Text segment:
A survey of Southeast Lithuanian gymnasium students performed by the Lithuanian Institute of Cultural Policy (LKPI) revealed that 66% of the youth in the region feel that Lithuania is their homeland, 31% say the same of the Vilnius region and 12% – a different country. “Currently great changes are undergoing in Southeast Lithuania and our country has an opportunity to finally make the area into a real region of Lithuania,” the head of LKPI Antanas Staponkus said. Lietuvos Žinios reported.
“When presenting the work done even high state officials were curious how we were accepted into the schools in the region. It is no secret that in the Vilnius region schools you can often hear the position of “do not mind our schools, deal with your own”. But we did not create any antagonism through national language, culture, tradition and Lithuanian national culture. We were most interested in finding out how isolated the region is from others, how well its students know Lithuania and what they associate their future lives with,” Staponkus explained to Lietuvos Žinios.

Data shown:

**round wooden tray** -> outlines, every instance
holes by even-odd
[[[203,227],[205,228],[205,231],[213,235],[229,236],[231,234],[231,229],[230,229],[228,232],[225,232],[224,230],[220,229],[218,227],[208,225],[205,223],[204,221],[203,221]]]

List of tasks:
**1)** From the article on the survey of Southeast Lithuanian students, list the things Staponkus says the researchers were most interested in finding out.
**2)** Based on the article on the Southeast Lithuania survey, decide whether each statement holds. Answer yes or no for each and quote the deciding words.
(a) The survey found that 31% of the region's youth regard the Vilnius region as their homeland.
(b) Staponkus said the researchers created antagonism through national language.
(c) The survey was conducted among university students.
**3)** Continue the article on the Southeast Lithuania survey from where it stops.
The material above plays no part in this work.

Per-task outputs:
**1)**
- How isolated the region is from others
- How well its students know Lithuania
- What they associate their future lives with

**2)**
(a) Yes: "31% say the same of the Vilnius region"
(b) No: "we did not create any antagonism through national language, culture, tradition and Lithuanian national culture"
(c) No: "A survey of Southeast Lithuanian gymnasium students"

**3)**
The wide spectrum research “Analysis and evaluation of Southeast Lithuanian students’ cultural needs” was led by the Lithuanian Academy of Science member, professor Arvydas Virgilijus Matulionis and was performed in April-November last year at 21 schools in the regions of Vilnius, Šalčininkai and Švenčionys. During it 1141 gymnasium students from 19 gymnasiums in the region that teach in Lithuanian, Polish and Russian answered an anonymous survey.
What the Homeland is?
According to the authors, the students participating in the project struggled most with the question of “What do you hold to be your Homeland?”. The students participating in the research had a number of options – a city, a town or village they were born in, the Vilnius region, Lithuania and a different country.
Students who identify themselves as Lithuania mostly selected Lithuania, with 75% choosing this option. Another 52% of students linked the concept of Homeland with the area they originate from, 27% – the Vilnius region. 22% of students who identify themselves as Lithuania named a different country their Homeland.
Students who identify themselves as Polish primarily link the concept of Homeland with their area of origin (73%). Lithuania was the first choice of 59%, the Vilnius region – 36%. Only 14% of ethnic Polish students view a different country as their Homeland.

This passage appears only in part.